▶ **Problem to work on**: Copy the data from the line containing "like x=286 y=297." through the line containing "x=319 y=210", keeping every line, requests included. Shift each x and y coordinate in the answers by -69, and leave the requests and their format samples unchanged.

▶ **Excerpted data**:
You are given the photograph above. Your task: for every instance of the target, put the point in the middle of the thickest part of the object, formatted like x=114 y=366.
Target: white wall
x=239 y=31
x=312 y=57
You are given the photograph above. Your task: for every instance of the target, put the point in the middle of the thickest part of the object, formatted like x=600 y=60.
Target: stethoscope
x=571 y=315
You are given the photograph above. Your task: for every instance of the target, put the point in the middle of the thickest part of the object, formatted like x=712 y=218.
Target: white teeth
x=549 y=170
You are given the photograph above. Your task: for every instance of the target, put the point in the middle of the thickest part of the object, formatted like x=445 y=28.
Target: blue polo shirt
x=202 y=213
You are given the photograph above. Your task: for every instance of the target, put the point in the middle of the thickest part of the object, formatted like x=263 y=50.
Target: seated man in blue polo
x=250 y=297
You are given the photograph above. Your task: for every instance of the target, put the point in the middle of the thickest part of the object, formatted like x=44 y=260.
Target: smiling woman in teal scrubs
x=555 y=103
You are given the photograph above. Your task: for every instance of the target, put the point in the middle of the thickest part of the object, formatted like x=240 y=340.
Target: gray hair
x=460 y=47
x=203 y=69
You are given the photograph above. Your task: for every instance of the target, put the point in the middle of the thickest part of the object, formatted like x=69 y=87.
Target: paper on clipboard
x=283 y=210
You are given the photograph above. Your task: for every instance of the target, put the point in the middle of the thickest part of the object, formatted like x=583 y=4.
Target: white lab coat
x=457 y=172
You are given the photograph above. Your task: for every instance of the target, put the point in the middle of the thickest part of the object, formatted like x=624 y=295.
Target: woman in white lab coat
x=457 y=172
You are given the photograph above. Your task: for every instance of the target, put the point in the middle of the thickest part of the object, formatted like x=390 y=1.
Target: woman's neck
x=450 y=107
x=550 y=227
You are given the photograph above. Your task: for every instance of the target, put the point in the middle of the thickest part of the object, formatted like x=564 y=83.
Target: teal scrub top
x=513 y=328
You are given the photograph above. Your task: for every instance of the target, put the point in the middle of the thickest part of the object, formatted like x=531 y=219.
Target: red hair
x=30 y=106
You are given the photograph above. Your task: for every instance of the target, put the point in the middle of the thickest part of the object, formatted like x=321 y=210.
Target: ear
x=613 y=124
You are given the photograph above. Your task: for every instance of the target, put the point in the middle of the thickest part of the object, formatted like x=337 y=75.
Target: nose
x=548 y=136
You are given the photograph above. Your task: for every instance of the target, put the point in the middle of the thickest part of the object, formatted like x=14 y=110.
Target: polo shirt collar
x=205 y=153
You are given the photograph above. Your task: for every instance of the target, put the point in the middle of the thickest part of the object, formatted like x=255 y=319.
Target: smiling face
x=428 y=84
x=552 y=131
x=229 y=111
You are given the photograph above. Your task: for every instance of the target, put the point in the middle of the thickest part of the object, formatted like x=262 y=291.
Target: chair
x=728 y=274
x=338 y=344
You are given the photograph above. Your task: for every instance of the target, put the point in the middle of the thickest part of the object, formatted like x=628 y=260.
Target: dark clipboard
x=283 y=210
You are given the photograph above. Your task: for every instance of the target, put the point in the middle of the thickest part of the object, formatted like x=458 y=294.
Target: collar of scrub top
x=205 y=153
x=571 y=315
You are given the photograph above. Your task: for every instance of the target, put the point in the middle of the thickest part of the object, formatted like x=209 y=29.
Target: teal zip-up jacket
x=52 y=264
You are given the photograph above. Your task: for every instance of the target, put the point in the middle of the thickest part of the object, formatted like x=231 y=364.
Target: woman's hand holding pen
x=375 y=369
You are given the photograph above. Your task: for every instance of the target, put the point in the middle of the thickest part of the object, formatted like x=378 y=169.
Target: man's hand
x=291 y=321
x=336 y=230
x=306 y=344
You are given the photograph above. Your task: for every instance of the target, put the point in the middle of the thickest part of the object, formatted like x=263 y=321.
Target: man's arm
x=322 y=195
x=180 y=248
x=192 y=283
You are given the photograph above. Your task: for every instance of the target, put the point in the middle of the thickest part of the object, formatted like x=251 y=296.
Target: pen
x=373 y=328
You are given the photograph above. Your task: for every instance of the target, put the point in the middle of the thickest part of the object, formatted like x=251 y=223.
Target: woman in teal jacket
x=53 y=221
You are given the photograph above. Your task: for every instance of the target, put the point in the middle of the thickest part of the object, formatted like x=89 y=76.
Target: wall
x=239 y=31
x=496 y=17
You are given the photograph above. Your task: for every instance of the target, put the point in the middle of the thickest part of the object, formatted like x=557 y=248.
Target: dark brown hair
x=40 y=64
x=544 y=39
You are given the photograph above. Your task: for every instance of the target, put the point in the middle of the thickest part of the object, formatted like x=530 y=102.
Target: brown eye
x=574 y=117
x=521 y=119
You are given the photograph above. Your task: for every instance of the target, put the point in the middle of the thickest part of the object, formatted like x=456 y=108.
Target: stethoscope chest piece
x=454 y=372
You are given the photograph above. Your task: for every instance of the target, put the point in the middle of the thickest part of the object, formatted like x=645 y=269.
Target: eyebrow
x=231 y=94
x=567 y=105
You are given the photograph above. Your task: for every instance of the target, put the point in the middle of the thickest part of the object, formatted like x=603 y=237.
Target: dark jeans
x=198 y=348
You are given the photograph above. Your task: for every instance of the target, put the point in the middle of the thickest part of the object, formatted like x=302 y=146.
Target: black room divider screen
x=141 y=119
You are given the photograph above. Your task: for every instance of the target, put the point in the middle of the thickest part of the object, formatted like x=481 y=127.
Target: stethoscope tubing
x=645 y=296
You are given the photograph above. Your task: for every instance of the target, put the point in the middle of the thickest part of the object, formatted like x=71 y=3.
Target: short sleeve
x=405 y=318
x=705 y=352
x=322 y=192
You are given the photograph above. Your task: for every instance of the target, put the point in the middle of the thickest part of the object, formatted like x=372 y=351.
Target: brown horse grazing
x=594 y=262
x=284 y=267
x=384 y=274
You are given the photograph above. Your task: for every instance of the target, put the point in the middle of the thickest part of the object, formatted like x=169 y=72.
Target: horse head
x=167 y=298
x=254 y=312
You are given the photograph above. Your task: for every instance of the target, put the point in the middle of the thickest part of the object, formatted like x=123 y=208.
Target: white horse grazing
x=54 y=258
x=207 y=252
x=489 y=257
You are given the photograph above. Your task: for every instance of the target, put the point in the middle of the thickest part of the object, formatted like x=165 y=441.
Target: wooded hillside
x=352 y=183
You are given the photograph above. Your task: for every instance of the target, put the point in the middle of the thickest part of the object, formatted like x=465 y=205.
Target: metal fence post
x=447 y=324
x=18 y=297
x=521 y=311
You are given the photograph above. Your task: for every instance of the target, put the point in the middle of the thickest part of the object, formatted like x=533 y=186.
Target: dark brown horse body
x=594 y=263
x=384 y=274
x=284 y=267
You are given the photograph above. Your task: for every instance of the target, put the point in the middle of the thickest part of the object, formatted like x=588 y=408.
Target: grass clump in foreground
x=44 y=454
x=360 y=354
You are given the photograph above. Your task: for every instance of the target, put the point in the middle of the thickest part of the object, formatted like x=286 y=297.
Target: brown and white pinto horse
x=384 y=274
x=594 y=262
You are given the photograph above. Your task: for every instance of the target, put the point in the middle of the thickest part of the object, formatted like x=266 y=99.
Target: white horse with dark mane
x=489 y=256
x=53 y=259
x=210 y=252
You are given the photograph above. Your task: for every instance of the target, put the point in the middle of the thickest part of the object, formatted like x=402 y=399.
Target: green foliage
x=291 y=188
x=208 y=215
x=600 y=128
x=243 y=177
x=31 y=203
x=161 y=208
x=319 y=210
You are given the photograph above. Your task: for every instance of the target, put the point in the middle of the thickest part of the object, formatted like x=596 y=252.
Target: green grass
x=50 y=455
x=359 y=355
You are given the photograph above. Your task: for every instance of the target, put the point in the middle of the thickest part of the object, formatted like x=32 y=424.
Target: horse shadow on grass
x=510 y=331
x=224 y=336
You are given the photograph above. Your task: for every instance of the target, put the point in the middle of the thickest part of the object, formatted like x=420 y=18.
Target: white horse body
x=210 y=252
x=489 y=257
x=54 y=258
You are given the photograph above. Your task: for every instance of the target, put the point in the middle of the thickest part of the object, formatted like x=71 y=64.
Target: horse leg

▶ **Output of the task**:
You are given the photograph above. Your task: for every instance of the target, put the point in the middle of the thickest part of the object, formatted like x=286 y=297.
Target: brown and white pinto horse
x=315 y=205
x=525 y=193
You are given the photograph above. Your task: for every instance of the target, put the point in the middle of the thickest part of the object, formatted like x=266 y=99.
Target: white horse with dark mane
x=420 y=187
x=-16 y=190
x=141 y=183
You are given the photograph above. Your task: for every instance of the target, put the point in the middle of the thickest part of the object, formatted like x=402 y=399.
Target: green foliage
x=222 y=119
x=139 y=146
x=531 y=59
x=174 y=108
x=-38 y=134
x=92 y=139
x=250 y=141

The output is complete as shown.